## TASK STATEMENT:
Write out the entries below once more, exactly, with the pictures left out.

## TASK DATA:
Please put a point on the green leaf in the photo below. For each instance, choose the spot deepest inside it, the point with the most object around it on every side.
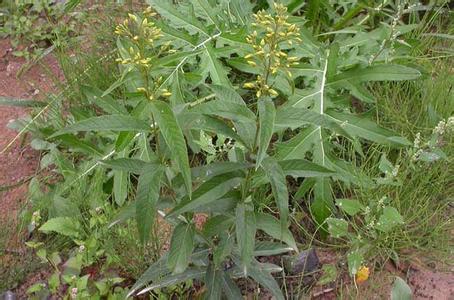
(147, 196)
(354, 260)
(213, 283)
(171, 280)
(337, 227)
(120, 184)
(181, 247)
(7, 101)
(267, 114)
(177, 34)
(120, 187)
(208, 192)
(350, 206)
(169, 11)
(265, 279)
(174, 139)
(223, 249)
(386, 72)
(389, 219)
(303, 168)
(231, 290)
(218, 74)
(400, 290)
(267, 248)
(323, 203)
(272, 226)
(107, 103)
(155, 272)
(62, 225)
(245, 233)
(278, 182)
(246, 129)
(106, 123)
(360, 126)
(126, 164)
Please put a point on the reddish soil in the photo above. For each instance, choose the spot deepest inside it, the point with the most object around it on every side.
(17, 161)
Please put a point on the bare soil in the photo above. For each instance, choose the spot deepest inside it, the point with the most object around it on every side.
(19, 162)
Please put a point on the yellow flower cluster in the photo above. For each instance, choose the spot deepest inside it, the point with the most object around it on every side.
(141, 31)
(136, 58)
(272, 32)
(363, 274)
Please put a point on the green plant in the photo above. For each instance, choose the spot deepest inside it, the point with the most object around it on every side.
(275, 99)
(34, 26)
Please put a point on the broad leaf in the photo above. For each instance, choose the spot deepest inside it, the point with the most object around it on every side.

## TASK RESULT:
Please put a point on the green leaf in the photo below. For each instance, choose the spot deepest inside it, the point with the most object around it on every side.
(147, 196)
(354, 260)
(213, 283)
(171, 280)
(337, 227)
(120, 184)
(181, 247)
(7, 101)
(267, 114)
(177, 34)
(120, 187)
(208, 192)
(350, 206)
(169, 11)
(265, 279)
(174, 139)
(223, 249)
(386, 72)
(389, 219)
(303, 168)
(231, 290)
(218, 74)
(400, 290)
(267, 248)
(323, 203)
(272, 226)
(107, 103)
(155, 272)
(62, 225)
(245, 233)
(278, 182)
(246, 129)
(106, 123)
(360, 126)
(126, 164)
Please put a point on the reddish soil in the photo above. For each instance, choose the spot deepest inside it, the point with the most object around it on every side.
(17, 161)
Please put a point on the bare soil in the photo above. For each instance, choose the spot deepest inside it, the point with the most object around it on every side.
(19, 162)
Please put a point on the yellow flower cluster in the photo above. For each instance, choose the spot deepest inside it, the point with the most object around it on every side.
(141, 31)
(136, 58)
(272, 32)
(363, 274)
Please put a point on the green plant in the photo above. For each instance, choose the spot deepest inside it, the point with the most object around it on every side.
(275, 99)
(34, 26)
Please put a point on the broad leaf in the photo above. For each instance, choose the spot deepest inside it, the point with the most object around it on every side.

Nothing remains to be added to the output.